Short task:
Copy the listing starting at its first line and ending at the line containing "15], [319, 16]]", swapping "hazy sky" for "gray sky" everywhere it appears and leaving everything else unchanged. Give only those lines.

Working data:
□ □ □ □ □ □ □

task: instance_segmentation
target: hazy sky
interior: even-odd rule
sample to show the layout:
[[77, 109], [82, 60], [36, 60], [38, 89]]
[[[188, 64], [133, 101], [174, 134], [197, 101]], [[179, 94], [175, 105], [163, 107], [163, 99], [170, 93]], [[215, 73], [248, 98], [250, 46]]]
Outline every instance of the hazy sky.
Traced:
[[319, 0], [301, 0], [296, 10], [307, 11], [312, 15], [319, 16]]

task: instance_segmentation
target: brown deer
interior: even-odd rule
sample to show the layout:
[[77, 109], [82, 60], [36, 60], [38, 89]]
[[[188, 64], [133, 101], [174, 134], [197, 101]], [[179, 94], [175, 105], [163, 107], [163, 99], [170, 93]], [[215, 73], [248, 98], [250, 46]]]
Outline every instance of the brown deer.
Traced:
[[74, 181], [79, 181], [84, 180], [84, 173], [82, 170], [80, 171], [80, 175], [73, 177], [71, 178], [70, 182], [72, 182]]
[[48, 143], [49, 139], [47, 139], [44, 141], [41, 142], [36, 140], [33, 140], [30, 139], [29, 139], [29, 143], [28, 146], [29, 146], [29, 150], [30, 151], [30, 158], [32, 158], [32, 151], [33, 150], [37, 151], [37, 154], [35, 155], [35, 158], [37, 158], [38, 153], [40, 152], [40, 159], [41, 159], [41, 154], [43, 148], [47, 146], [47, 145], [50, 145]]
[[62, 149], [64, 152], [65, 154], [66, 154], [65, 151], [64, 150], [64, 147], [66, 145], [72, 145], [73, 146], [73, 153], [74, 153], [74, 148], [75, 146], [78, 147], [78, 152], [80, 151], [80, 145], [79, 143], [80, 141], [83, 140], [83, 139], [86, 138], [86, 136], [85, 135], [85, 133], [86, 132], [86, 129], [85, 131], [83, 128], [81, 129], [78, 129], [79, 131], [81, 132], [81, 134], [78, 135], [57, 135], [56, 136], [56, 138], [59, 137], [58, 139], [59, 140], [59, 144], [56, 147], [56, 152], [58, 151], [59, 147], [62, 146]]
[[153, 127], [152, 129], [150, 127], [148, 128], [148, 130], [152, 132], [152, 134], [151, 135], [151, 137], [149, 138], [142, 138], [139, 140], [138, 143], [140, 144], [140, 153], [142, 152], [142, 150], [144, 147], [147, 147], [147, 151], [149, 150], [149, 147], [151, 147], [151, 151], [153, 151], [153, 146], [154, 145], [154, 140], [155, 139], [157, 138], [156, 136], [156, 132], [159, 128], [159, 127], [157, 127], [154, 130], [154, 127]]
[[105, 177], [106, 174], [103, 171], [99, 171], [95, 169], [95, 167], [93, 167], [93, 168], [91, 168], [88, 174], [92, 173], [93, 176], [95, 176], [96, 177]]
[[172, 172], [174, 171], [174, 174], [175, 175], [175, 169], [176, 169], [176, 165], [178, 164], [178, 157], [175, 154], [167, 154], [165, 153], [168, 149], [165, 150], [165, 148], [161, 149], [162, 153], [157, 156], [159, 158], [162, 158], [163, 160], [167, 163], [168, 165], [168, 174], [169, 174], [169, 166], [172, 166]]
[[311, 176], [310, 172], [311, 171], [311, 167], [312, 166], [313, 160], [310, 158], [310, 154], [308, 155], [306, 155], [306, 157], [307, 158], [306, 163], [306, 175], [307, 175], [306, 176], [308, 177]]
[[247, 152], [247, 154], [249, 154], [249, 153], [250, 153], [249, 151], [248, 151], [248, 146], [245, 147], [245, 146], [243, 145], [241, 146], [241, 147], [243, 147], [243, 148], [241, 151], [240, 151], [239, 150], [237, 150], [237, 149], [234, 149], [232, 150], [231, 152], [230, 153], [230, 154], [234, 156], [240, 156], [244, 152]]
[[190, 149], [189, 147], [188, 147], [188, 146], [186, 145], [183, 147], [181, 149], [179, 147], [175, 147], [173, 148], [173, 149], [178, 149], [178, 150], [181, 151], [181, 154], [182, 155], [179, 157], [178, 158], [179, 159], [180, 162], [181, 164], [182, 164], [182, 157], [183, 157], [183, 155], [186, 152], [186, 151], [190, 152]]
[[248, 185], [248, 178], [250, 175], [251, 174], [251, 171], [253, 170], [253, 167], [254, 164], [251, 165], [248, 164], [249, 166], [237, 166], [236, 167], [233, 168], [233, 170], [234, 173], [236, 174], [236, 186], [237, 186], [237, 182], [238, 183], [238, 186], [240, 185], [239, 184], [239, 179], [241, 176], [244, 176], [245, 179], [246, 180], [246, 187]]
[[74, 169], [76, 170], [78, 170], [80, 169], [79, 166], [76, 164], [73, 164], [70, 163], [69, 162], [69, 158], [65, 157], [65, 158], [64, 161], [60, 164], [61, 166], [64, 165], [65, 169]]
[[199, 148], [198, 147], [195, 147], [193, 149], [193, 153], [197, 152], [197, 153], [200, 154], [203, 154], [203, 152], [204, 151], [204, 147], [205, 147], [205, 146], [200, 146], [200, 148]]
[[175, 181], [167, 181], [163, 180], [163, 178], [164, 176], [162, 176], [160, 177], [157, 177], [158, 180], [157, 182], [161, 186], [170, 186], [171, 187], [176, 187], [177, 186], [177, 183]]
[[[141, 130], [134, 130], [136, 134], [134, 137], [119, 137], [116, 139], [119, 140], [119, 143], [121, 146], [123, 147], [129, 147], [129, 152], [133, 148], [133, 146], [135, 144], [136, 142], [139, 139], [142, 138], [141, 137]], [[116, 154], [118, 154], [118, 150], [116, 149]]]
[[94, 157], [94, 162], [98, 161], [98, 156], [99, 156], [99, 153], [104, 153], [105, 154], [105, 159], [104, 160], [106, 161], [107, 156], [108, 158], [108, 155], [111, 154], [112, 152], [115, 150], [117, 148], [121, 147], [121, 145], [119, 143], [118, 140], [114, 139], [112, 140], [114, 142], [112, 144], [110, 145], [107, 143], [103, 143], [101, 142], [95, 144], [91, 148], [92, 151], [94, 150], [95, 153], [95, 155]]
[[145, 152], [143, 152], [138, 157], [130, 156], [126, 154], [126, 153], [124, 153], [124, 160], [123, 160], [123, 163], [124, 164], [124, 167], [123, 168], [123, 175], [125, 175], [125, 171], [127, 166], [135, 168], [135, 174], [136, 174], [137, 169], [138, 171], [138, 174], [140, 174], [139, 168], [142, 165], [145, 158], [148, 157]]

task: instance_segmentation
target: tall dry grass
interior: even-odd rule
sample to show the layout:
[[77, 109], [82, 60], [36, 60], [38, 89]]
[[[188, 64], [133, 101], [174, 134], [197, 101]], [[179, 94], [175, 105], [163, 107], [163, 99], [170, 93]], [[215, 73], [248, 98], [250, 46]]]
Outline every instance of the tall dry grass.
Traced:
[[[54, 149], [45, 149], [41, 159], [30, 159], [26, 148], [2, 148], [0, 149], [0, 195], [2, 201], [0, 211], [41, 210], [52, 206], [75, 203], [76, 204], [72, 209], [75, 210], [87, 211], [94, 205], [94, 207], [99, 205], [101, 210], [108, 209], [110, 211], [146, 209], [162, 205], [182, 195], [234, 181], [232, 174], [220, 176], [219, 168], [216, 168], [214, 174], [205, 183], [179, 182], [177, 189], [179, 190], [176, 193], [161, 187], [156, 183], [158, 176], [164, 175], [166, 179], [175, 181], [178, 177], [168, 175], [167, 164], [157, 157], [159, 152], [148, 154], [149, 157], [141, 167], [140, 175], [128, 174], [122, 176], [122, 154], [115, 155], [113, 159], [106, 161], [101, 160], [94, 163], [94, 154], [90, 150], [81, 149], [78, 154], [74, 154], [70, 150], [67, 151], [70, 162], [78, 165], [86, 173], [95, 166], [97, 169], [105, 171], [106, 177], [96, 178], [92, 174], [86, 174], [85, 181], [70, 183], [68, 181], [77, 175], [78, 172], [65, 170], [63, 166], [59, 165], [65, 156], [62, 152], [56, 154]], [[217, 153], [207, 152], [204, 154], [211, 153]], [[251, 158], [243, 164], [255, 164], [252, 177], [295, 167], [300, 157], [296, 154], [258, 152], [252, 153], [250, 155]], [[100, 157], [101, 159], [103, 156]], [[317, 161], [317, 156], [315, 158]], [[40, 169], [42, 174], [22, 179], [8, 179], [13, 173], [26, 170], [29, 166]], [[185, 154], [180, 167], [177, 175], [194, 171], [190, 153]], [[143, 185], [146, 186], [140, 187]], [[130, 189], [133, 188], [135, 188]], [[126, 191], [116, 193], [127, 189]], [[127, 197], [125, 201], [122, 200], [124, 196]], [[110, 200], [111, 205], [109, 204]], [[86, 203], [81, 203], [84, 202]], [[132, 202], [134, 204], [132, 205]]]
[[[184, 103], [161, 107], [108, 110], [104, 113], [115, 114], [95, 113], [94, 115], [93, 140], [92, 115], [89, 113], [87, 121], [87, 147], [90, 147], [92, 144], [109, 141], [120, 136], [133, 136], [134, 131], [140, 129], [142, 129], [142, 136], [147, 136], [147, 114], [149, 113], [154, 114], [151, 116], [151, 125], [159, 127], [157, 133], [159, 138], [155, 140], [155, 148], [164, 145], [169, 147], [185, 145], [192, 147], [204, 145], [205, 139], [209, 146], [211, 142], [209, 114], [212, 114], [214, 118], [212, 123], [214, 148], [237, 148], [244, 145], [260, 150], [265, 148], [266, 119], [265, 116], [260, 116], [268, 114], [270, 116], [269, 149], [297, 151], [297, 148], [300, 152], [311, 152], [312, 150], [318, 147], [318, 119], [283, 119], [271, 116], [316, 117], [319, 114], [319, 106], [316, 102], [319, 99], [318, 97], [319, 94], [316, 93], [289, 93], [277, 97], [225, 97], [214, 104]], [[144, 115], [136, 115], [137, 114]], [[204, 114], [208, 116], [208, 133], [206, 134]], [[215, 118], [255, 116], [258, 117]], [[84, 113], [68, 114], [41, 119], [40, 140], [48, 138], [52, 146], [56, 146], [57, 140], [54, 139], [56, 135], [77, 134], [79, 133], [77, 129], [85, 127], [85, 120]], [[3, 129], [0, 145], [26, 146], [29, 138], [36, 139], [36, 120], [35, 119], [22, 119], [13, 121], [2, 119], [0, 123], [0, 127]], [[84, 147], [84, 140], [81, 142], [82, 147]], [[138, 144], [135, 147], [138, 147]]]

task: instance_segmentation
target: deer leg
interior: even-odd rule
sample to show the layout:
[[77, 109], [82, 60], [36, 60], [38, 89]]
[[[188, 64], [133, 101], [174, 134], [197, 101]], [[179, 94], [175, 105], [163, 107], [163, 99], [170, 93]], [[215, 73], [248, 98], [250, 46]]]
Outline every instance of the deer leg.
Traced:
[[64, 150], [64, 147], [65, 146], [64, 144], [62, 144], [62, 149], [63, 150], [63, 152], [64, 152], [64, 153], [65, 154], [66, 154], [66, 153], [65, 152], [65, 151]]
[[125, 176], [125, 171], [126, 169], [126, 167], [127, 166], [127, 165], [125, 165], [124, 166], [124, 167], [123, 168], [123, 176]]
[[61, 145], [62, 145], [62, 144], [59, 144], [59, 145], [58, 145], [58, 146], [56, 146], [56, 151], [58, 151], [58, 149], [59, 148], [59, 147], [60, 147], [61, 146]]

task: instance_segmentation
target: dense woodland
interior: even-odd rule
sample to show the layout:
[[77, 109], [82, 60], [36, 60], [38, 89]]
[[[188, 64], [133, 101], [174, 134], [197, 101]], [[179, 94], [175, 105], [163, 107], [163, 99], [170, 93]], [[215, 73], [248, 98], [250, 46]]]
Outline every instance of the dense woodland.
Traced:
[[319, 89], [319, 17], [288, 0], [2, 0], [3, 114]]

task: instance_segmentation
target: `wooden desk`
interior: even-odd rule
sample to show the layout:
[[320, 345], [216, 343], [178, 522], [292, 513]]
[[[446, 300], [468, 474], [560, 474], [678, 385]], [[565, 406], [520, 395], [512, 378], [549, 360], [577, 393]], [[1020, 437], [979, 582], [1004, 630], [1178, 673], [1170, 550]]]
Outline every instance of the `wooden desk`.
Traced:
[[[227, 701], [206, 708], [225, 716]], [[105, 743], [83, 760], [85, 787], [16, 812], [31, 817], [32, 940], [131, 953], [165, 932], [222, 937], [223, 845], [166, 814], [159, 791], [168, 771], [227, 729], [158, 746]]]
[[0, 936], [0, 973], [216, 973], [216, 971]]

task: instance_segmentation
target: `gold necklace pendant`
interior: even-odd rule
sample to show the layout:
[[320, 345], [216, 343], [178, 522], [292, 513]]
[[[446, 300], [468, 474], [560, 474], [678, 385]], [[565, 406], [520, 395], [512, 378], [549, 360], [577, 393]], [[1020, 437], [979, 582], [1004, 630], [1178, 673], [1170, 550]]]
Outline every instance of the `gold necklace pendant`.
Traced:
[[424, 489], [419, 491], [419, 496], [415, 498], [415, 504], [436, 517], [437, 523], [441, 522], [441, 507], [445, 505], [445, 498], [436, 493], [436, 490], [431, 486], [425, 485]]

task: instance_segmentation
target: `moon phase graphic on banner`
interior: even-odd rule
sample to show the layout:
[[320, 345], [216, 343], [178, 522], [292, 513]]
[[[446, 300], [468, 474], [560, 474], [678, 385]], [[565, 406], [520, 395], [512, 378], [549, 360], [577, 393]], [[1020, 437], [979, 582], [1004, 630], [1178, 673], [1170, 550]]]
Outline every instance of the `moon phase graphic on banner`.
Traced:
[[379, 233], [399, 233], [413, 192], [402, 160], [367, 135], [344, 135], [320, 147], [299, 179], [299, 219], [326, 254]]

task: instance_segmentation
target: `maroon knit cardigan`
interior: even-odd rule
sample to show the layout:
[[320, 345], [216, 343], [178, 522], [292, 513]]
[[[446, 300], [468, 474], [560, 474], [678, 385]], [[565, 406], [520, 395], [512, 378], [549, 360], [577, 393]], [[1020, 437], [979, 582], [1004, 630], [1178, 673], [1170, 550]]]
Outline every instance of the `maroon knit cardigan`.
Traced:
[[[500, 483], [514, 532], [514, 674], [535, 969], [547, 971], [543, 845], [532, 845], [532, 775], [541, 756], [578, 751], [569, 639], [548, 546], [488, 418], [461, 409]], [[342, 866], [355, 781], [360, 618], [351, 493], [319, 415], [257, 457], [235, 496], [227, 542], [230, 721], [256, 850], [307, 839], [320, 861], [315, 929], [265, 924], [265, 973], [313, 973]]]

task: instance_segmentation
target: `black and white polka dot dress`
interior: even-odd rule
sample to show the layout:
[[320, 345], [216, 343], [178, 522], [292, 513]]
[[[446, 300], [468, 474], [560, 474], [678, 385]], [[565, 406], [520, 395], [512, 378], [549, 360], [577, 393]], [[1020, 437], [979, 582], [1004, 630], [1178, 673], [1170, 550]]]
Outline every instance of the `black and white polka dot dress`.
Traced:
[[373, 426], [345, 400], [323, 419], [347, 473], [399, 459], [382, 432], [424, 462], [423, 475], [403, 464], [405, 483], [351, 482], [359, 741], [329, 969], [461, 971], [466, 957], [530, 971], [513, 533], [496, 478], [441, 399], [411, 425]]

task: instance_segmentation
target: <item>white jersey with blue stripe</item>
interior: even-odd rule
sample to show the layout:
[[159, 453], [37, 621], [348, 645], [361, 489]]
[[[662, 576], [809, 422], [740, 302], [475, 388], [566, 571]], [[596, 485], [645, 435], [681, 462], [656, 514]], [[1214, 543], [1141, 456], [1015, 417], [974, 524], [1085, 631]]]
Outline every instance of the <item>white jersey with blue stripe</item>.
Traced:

□ □ □ □ □ □ □

Answer in full:
task: instance_segmentation
target: gray sky
interior: even-odd rule
sample to show the layout:
[[77, 109], [82, 60], [36, 60], [38, 89]]
[[[188, 64], [133, 101], [174, 134], [197, 101]], [[179, 94], [175, 105], [163, 107], [163, 99], [170, 93]], [[215, 73], [248, 98], [250, 46]]]
Outline every instance of the gray sky.
Traced:
[[319, 0], [301, 0], [296, 10], [307, 11], [312, 15], [319, 16]]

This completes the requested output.